§ TASK DIRECTIONS:
Copy out every line word for word, from the line containing "label: drum stand" down through the line containing "[1141,488,1162,519]", including both of those lines.
-------------------------
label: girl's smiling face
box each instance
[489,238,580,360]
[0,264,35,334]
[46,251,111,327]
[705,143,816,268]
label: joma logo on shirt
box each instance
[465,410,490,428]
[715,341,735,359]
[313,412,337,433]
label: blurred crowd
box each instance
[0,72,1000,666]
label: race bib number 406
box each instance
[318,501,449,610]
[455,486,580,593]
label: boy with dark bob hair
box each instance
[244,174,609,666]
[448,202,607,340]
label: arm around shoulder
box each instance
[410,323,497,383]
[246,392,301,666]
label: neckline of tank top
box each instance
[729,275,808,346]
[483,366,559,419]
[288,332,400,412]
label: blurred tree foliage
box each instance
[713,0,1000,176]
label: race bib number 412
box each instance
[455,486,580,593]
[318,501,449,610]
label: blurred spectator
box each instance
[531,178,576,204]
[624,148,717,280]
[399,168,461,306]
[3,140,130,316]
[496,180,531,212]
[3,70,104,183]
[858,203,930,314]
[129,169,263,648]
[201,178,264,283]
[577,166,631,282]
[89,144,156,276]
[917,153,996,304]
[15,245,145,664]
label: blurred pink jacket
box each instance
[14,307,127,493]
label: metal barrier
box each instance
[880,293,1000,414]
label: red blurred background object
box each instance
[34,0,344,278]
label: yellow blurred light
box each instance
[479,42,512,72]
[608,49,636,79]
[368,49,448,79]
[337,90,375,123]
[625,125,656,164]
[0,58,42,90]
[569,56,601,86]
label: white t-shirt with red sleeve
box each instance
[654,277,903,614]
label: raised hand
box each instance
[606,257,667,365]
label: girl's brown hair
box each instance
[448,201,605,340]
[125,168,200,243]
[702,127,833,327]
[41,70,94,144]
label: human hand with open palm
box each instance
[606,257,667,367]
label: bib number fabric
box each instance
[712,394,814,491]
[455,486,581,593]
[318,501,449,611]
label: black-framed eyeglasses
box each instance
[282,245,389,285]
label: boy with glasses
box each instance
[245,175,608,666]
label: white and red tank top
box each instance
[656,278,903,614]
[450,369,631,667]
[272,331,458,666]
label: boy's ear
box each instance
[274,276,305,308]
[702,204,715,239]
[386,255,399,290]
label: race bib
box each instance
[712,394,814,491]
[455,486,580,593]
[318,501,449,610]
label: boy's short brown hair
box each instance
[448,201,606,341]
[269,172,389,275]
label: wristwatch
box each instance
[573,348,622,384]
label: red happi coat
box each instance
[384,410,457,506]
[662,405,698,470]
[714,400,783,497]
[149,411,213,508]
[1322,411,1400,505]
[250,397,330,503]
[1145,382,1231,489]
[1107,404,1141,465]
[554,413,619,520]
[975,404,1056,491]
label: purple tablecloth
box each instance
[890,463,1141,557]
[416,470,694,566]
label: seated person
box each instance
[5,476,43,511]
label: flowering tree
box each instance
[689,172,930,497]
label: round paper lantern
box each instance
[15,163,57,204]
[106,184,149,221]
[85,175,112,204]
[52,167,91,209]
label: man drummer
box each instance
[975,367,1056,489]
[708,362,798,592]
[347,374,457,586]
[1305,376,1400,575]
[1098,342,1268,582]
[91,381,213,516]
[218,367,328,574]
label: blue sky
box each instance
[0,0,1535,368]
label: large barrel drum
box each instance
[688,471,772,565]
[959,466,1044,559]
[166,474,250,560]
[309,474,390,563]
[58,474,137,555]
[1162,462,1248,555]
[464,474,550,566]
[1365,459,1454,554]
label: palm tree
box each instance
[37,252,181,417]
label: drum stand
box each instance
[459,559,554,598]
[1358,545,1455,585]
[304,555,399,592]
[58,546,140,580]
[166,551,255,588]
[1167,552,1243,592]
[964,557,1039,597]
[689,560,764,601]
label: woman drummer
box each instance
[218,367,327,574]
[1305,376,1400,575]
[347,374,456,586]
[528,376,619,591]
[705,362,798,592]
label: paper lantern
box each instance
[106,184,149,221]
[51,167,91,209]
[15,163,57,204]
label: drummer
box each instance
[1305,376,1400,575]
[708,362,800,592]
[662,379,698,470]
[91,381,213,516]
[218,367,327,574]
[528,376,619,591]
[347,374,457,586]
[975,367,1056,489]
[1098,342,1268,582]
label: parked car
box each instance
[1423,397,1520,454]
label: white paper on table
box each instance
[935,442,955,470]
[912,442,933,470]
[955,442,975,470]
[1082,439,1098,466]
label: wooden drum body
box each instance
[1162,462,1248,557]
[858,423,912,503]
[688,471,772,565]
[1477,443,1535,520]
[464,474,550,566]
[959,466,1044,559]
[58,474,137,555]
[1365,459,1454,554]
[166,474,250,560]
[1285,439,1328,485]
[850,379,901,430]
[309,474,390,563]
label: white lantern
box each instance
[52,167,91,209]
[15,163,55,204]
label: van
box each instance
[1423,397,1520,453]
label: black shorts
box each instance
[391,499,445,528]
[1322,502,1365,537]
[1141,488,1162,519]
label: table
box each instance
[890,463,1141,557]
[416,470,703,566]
-------------------------
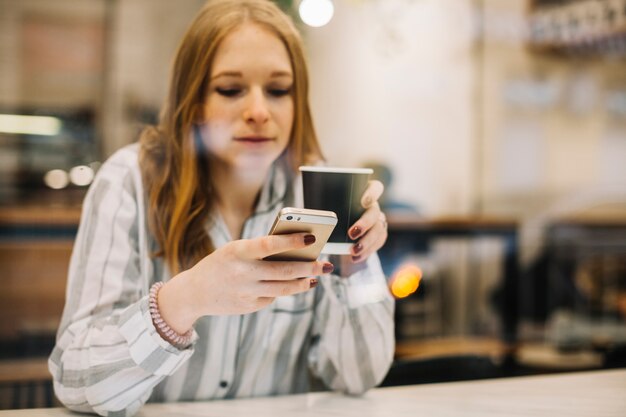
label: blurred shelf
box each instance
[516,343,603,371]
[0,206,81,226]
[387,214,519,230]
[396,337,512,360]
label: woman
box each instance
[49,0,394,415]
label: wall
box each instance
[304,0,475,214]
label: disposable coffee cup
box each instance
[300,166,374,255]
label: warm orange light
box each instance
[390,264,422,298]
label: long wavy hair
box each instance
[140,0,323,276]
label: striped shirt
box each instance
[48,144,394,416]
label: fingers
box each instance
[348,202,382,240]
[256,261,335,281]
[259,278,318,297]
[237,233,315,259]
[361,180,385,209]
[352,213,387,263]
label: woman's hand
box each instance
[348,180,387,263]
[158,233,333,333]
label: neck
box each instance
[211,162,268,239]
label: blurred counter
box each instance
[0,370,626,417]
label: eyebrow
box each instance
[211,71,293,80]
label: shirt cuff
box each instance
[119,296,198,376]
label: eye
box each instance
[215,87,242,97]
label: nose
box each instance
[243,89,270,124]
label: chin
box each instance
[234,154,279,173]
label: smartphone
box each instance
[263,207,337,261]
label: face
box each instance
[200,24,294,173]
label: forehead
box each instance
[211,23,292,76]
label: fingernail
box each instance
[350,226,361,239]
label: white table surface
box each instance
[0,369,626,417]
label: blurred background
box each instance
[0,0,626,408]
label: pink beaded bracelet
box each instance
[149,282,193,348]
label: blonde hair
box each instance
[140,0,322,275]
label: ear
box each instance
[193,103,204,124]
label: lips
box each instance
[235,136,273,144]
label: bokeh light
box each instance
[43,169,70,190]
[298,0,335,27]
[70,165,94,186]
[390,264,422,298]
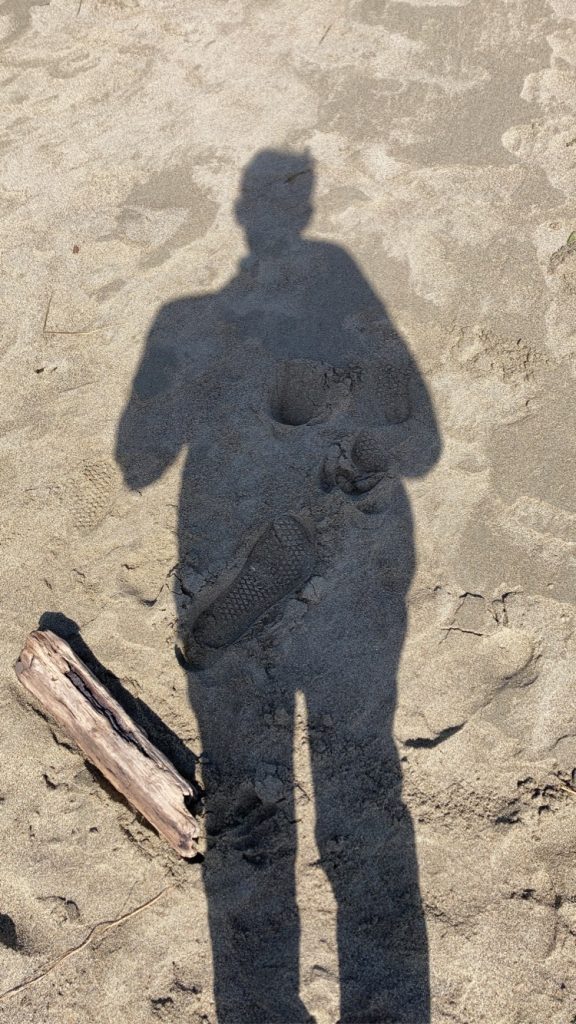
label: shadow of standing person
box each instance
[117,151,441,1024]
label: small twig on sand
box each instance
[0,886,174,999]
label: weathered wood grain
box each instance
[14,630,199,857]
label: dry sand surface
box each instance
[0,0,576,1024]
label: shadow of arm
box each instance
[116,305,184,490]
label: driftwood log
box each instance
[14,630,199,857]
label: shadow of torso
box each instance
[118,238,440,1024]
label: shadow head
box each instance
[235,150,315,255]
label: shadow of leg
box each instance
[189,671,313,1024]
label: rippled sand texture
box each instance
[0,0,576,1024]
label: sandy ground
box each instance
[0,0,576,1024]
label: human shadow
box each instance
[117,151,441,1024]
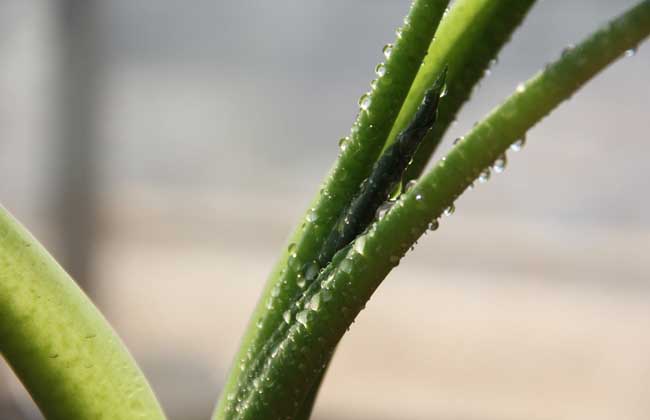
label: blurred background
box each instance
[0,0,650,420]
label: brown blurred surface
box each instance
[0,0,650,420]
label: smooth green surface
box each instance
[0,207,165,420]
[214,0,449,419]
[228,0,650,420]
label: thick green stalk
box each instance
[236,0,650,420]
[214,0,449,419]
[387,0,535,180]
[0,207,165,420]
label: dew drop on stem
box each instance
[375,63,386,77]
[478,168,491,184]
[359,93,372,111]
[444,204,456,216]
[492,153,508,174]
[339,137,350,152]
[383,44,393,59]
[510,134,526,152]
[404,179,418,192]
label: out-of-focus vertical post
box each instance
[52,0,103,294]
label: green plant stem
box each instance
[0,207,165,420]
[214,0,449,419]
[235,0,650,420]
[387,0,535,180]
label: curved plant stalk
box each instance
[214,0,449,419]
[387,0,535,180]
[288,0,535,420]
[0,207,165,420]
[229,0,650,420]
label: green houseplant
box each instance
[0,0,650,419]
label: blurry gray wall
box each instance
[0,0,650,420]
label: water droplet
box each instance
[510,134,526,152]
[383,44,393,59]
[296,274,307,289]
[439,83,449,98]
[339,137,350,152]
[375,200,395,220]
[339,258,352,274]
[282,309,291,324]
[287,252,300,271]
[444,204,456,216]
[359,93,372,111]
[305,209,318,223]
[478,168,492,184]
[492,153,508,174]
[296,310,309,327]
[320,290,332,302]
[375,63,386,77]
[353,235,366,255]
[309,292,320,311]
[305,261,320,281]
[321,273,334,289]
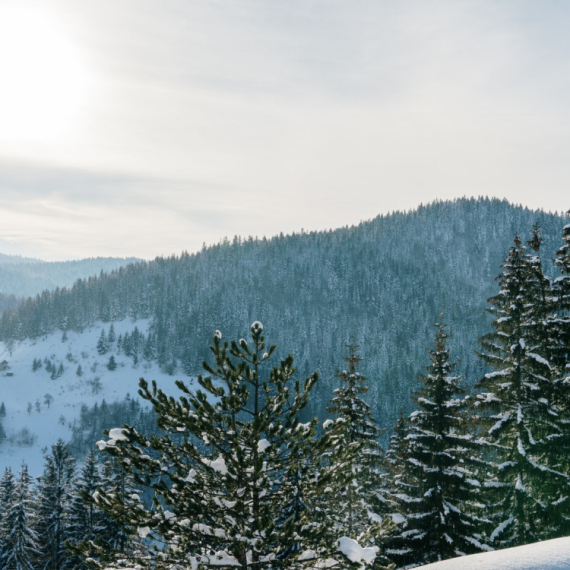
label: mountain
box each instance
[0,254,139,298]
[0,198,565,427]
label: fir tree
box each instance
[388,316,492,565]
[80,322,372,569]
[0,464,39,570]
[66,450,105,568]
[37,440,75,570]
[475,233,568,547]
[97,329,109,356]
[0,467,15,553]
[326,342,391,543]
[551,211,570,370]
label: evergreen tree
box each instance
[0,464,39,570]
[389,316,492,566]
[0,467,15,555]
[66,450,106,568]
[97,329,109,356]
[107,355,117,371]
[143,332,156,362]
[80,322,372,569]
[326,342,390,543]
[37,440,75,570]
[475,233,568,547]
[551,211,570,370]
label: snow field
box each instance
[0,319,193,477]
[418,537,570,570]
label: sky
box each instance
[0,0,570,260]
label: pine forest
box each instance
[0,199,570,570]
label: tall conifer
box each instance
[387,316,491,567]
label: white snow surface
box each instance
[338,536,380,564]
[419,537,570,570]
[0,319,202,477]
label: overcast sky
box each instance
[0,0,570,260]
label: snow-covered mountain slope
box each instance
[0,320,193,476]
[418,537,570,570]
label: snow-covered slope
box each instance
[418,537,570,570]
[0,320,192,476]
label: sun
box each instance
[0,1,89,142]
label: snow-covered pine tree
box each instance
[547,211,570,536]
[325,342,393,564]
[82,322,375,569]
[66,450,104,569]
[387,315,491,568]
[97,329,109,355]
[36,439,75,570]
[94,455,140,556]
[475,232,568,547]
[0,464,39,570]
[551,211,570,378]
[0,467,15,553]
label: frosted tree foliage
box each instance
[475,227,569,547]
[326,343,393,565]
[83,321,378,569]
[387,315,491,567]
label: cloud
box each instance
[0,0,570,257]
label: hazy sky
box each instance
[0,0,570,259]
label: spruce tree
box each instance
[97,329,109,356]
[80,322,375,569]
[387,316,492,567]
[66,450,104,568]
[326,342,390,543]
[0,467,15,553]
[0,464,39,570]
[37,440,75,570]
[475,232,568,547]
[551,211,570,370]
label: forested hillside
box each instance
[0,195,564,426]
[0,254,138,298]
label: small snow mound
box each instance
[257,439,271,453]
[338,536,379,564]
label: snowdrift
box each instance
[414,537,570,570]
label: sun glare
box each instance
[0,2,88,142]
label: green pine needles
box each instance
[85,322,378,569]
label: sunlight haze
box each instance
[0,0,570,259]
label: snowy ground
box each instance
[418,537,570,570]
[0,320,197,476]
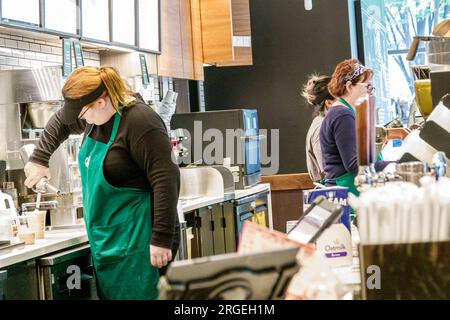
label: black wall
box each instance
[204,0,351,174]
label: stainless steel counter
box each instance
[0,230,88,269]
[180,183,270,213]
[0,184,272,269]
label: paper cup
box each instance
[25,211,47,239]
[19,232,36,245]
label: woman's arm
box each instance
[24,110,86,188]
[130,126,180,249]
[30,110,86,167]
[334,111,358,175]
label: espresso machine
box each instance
-------------------------
§ WORKED SOLUTION:
label: drum stand
box each instance
[459,559,554,598]
[1358,545,1455,585]
[304,555,399,592]
[58,546,140,580]
[166,551,255,588]
[1167,552,1243,592]
[964,557,1039,597]
[689,560,764,601]
label: woman drummer
box each instance
[218,367,327,574]
[1305,376,1400,575]
[347,374,456,586]
[528,376,619,591]
[705,362,798,592]
label: paper lantern
box each instance
[106,184,149,221]
[51,167,91,209]
[15,163,57,204]
label: drummer
box each instance
[1305,376,1400,575]
[708,362,800,592]
[662,379,698,470]
[91,381,213,516]
[218,367,327,574]
[528,376,619,591]
[347,374,457,586]
[975,367,1056,489]
[1098,342,1268,582]
label: parked car
box each instance
[1423,397,1520,454]
label: white paper on table
box each instance
[935,442,955,470]
[912,442,933,470]
[955,442,975,470]
[1082,439,1098,466]
label: wooden drum body
box each instance
[1162,462,1248,557]
[858,423,912,503]
[688,471,772,565]
[1477,443,1535,520]
[464,474,550,566]
[959,466,1044,559]
[58,474,137,555]
[1365,459,1454,554]
[166,474,250,560]
[1285,439,1328,485]
[850,379,901,430]
[309,474,390,563]
label: white lantern
box each instance
[52,167,91,209]
[15,163,55,204]
label: van
box each instance
[1423,397,1520,453]
label: black shorts
box each instance
[391,499,445,528]
[1322,502,1365,537]
[1141,488,1162,519]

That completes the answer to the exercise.